Set exercise 1: In the piece titled "A Good Officer," who is credited with the opening quotation?
Set exercise 2: Reproduce the passage of "A Good Officer," starting at "My obligate alliance" and ending at "the other polar-extreme.".
Set exercise 3: Continue the piece titled "A Good Officer" after its final sentence.

A Good Officer
“I’m a good officer. But in this world that’s not enough. In this world, you have to nod and smile and drink a pint, and say ‘How was your day?’ In this world no one can be different or strange or damaged.”
—DI River.
“What do you hate the most?”
“..Why do you ask?”
“I know this is a bit personal, but it’s necessary for your psychological profile.”
“I suppose. You mind if it’s a list?”
“Of course not, go ahead.”
“Um, apathy? Ownership, deceit, betrayal…hate? Rigidness, Narrow minds. Being overly fair and square—with physical, material objects. It’s different from emotional fairness, which is actually more of an ideal.”
“Alright” she said, reassuringly, as she finished jotting down on her notepad. “Now, let’s move on to a different question.” She smiled, politely.
.
Damn it, this is definitely and most easily an occasion better suited for bad television.
.
“What do you love?”
“What do you mean?”
“Anything that comes to mind that strikes you as sacred—you may make a list for your answer as well.” She was encouraging, and gentle—but really, professional. It’s her profession, a vocation.
“Phew…this is challenging. Uh, oranges.”
She smiled again, but this time more obligated, annoyed. “How about a serious answer?”
“None of this.”
“Pardon me?”
“You asked for what I loved.”
Say “Thank you so much for your understanding,” or “You are so nice!”—for my extension of kindness and empathy arises mostly from insufferable personal defects.
I like being the helping hand; doing so grants me an alternate sense of purpose, which I mainly deploy to escape from my own fatal flaws and obstacles.
My obligate alliance with an often-times unconditional compassion is rooted, like an oxymoron, in absolute cruelty. Prior to witnessing the finer and more praiseworthy virtues in all, instincts drive me to instead, first explore each and everyone’s deepest vulnerabilities and darkest fears. The innate knack for understanding how to scar a human beyond the point of his/her recovery, is all mine. It is due to my fear of these racing, caustically detrimental insights, that I strive to behave in the other polar-extreme.
As if a sponge, my essence and motivation lie largely external—intrinsic incentives do not nearly invoke the same type of joy in me:
Allow me into your life, love, so I would finally have a reason to improve myself—count on me, so I could help myself to be of most efficient and useful help to you.

[Location labeling records]
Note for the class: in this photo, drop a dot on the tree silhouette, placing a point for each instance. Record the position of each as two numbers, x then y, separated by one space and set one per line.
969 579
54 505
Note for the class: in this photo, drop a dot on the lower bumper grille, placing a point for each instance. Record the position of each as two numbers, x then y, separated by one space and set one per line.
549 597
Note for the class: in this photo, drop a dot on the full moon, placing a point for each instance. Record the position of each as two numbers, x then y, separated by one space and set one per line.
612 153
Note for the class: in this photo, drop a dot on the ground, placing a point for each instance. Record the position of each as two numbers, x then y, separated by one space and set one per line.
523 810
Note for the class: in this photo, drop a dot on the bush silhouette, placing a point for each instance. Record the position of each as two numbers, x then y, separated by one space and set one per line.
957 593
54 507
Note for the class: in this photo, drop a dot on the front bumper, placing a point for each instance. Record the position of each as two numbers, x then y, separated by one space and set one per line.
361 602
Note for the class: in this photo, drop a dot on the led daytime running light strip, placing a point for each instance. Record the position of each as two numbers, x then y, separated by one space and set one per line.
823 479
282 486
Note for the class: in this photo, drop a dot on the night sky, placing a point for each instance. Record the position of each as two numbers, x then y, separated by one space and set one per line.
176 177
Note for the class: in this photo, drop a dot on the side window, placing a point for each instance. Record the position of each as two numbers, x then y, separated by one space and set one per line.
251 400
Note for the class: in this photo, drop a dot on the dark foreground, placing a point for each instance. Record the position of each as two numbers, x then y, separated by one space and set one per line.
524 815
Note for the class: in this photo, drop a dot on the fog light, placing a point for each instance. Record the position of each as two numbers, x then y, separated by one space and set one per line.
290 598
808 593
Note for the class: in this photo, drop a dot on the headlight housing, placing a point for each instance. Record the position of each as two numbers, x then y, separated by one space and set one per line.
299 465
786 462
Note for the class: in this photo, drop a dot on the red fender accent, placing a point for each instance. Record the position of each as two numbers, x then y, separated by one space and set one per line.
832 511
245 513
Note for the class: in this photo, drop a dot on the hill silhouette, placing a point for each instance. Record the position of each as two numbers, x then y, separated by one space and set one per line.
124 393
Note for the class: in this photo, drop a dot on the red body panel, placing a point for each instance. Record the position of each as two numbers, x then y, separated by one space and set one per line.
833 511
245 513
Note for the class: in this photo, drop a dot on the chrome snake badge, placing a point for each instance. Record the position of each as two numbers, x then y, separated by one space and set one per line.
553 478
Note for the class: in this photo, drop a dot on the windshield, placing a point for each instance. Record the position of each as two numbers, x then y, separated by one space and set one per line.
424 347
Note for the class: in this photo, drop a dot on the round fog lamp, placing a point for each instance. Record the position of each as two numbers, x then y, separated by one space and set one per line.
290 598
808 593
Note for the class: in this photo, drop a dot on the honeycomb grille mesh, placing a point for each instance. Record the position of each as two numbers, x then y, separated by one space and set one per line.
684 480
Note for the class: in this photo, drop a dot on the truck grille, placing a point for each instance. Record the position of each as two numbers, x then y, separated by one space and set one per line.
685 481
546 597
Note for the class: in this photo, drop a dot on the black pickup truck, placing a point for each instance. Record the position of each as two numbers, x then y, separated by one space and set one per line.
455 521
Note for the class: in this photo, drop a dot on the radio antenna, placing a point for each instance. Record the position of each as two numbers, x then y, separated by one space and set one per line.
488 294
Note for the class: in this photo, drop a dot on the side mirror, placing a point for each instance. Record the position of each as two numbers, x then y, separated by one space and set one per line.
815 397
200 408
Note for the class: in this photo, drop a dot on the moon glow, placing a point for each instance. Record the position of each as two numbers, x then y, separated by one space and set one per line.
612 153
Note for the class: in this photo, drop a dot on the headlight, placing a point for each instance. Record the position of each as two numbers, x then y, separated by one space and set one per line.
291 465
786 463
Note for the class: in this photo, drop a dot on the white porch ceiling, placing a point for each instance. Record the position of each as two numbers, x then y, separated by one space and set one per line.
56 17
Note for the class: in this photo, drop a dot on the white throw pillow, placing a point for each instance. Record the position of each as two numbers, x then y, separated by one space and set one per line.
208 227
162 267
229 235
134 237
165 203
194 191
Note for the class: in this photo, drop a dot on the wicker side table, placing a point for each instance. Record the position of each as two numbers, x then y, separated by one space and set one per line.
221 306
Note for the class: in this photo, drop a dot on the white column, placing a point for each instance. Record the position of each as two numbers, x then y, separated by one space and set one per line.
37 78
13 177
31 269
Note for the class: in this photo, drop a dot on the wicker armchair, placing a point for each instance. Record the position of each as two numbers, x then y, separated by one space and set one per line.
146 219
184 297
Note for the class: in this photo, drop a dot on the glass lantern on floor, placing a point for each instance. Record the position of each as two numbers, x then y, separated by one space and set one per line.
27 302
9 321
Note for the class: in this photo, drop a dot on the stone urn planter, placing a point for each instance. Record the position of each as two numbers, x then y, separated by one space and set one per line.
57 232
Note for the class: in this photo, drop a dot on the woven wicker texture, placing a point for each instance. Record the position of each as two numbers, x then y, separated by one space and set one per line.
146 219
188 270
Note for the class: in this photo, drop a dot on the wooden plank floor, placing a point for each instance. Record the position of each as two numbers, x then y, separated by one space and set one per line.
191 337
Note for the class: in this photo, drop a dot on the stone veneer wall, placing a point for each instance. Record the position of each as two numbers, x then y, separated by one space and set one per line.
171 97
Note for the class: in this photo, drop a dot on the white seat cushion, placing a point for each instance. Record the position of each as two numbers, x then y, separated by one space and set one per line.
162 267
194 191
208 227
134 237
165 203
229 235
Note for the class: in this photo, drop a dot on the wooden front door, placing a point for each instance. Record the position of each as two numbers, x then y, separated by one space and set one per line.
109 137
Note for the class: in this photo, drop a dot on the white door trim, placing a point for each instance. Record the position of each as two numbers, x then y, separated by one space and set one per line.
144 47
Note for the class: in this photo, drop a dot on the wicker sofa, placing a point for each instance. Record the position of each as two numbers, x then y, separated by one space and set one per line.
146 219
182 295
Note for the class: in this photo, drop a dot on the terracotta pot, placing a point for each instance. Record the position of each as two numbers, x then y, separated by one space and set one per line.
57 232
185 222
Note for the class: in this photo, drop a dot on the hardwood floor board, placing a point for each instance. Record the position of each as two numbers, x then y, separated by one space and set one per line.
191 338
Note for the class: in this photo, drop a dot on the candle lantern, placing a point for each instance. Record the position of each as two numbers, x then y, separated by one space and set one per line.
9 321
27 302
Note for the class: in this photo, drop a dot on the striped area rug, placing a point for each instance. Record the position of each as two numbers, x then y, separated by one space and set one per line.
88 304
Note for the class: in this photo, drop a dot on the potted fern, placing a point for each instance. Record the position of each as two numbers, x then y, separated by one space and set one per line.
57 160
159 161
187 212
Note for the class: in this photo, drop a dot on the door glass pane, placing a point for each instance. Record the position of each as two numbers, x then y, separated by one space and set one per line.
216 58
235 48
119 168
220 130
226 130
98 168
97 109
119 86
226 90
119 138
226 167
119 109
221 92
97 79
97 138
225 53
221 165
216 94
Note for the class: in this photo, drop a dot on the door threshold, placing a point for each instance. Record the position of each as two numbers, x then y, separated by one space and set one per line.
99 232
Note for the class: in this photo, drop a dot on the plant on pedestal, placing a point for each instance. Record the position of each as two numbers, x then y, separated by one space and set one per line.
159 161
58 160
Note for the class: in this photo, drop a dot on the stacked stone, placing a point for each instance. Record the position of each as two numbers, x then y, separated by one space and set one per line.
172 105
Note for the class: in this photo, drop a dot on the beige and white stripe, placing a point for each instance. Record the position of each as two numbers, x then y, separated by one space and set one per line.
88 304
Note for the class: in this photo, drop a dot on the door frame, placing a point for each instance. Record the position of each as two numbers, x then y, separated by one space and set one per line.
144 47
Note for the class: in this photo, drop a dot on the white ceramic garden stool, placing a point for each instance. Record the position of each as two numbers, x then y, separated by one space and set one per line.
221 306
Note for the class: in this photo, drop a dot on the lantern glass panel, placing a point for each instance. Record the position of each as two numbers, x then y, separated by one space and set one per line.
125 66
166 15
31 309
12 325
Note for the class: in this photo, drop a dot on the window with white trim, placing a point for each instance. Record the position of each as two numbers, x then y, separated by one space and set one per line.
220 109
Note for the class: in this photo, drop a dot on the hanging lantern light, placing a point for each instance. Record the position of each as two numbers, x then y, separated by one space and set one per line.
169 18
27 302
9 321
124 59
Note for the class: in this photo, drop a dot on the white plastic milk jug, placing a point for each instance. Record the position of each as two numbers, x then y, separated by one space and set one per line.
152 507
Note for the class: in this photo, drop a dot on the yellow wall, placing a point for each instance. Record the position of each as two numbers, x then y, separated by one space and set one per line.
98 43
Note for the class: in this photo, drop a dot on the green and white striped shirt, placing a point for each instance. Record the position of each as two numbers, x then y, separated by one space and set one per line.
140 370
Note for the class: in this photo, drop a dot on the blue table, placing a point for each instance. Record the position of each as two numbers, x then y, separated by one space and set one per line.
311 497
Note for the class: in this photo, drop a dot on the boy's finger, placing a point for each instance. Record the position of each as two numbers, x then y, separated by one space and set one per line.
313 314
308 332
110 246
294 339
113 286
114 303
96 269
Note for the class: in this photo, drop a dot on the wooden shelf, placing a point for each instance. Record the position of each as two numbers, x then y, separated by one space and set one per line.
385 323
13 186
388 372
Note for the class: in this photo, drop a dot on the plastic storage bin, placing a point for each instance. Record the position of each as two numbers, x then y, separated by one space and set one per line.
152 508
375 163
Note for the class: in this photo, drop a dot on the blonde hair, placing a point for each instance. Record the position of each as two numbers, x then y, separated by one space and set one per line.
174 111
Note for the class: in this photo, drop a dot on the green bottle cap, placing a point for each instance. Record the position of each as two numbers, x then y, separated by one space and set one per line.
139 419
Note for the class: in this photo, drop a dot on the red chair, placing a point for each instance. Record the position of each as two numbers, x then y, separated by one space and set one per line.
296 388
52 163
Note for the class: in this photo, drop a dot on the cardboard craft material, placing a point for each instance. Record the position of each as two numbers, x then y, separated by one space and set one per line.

Right answer 1: DI River

Right answer 2:
My obligate alliance with an often-times unconditional compassion is rooted, like an oxymoron, in absolute cruelty. Prior to witnessing the finer and more praiseworthy virtues in all, instincts drive me to instead, first explore each and everyone’s deepest vulnerabilities and darkest fears. The innate knack for understanding how to scar a human beyond the point of his/her recovery, is all mine. It is due to my fear of these racing, caustically detrimental insights, that I strive to behave in the other polar-extreme.

Right answer 3:
This is my constant mentality. No needs from those around me, and I become stagnant and putrid, an cesspool of all lamentable human qualities.
I hate but need and crave to be used. Give me the illusion of being exclusively needed; give me the eventual misery of being exploited. I love it all. I love it all because otherwise I have no excuse to live—the greatest gift of all, most days is but a joke.
I’ve got a thing; I’ve got a thing resembling the defining feature of stereotypical introverts: heightened sensitivity to external stimuli. In this case, a personally predisposed concentration on all sentiments.
Rationality: to be a writer, one must successfully to become not one, but many—the causal relationship between the two skills is arguably and easily interchangeable.
In public quarters, I feel the Many. The urges and frustrations and anticipations and ecstasies and passions and sorrows of all presence in sight—their so-called “vibes” and “energies,” like the very air which we all share, saturate the large, empty vessel within, and I become, without free-will, the Many. AND THEY CLASH AND BOUNCE FIERCELY IN MY CURSED CHEST TO ITS BRINK OF UNATTAINABLY BURSTING INTO CRIMSON PIECES.
Inspect my countenance: absent-minded, aloof, even pretentiously in bad taste—reality says I’m hiding, suppressing, desperately swallowing the Many, so I won’t collapse.
You must understand…human emotions, they are nothing but heavy. I feel my senses crushed dumb by such thick density—short circuiting the designed tolerances of my making, overheating and exhausting it towards the verge of being fried, beyond saving.
Because of this, in the face of those desolate and needy and decrepit (even if seemingly), their dark stains I feel perfusing into my preferred blank sheet. Thus, out of a selfish need to rid of their emotional imprisonment over me—to temporarily erase the good troubled conscious, I am urged into “goodwill” and “niceness,” dropping my task at hand, tending to the tragedy at their hands, and frequently in futile attempt, to put them, and me, at ease.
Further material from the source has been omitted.